▶ **Задание**
Выпишите текст всех записей ниже точь-в-точь. Картинки в ответ не включайте.
━━━━━ Исходные данные
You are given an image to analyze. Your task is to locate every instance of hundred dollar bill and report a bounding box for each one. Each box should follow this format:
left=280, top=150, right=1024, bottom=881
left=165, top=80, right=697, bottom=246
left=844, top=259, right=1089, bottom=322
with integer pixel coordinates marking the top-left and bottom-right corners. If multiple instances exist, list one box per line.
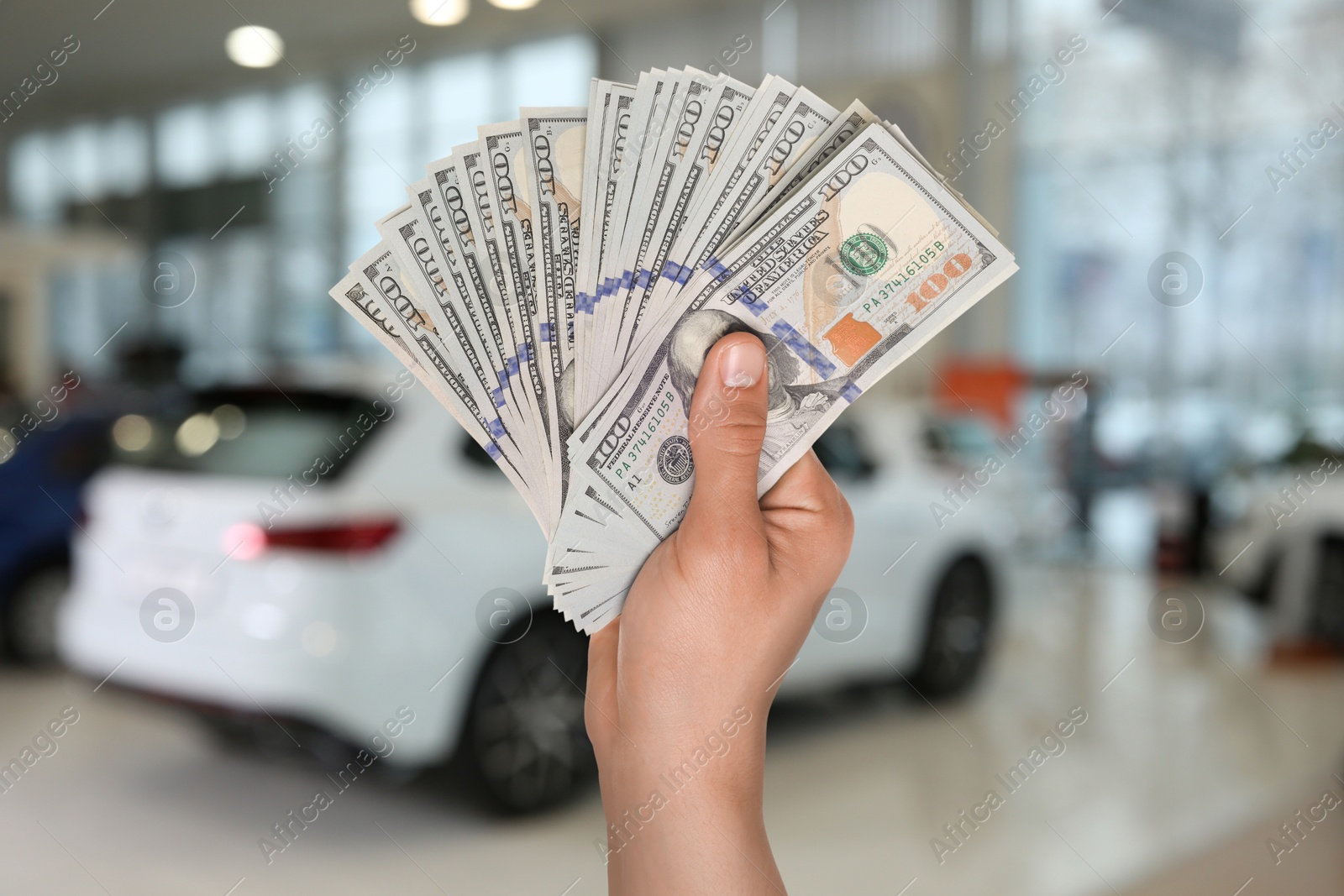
left=566, top=125, right=1016, bottom=550
left=519, top=106, right=587, bottom=518
left=616, top=76, right=754, bottom=363
left=375, top=206, right=539, bottom=481
left=473, top=119, right=560, bottom=513
left=452, top=143, right=559, bottom=520
left=400, top=177, right=535, bottom=451
left=574, top=78, right=634, bottom=421
left=727, top=99, right=881, bottom=244
left=329, top=258, right=546, bottom=528
left=424, top=156, right=540, bottom=468
left=615, top=85, right=838, bottom=386
left=589, top=69, right=685, bottom=406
━━━━━━━━━━
▶ **Решение**
You are given an image to analyze. Your task is to locate every instance of hundred dollar bill and report a bounding box for each one. Each box should follow this format:
left=280, top=150, right=1024, bottom=881
left=165, top=80, right=697, bottom=246
left=844, top=259, right=1089, bottom=322
with integer pixel coordinates marking the top-left and bottom-right corners. If multiple instances exist, list one box per line.
left=566, top=125, right=1016, bottom=550
left=519, top=106, right=587, bottom=518
left=616, top=76, right=754, bottom=363
left=375, top=206, right=539, bottom=481
left=473, top=119, right=560, bottom=513
left=452, top=143, right=559, bottom=520
left=400, top=177, right=535, bottom=451
left=574, top=78, right=634, bottom=421
left=727, top=99, right=881, bottom=244
left=329, top=258, right=546, bottom=528
left=424, top=156, right=540, bottom=468
left=615, top=85, right=838, bottom=386
left=589, top=69, right=685, bottom=406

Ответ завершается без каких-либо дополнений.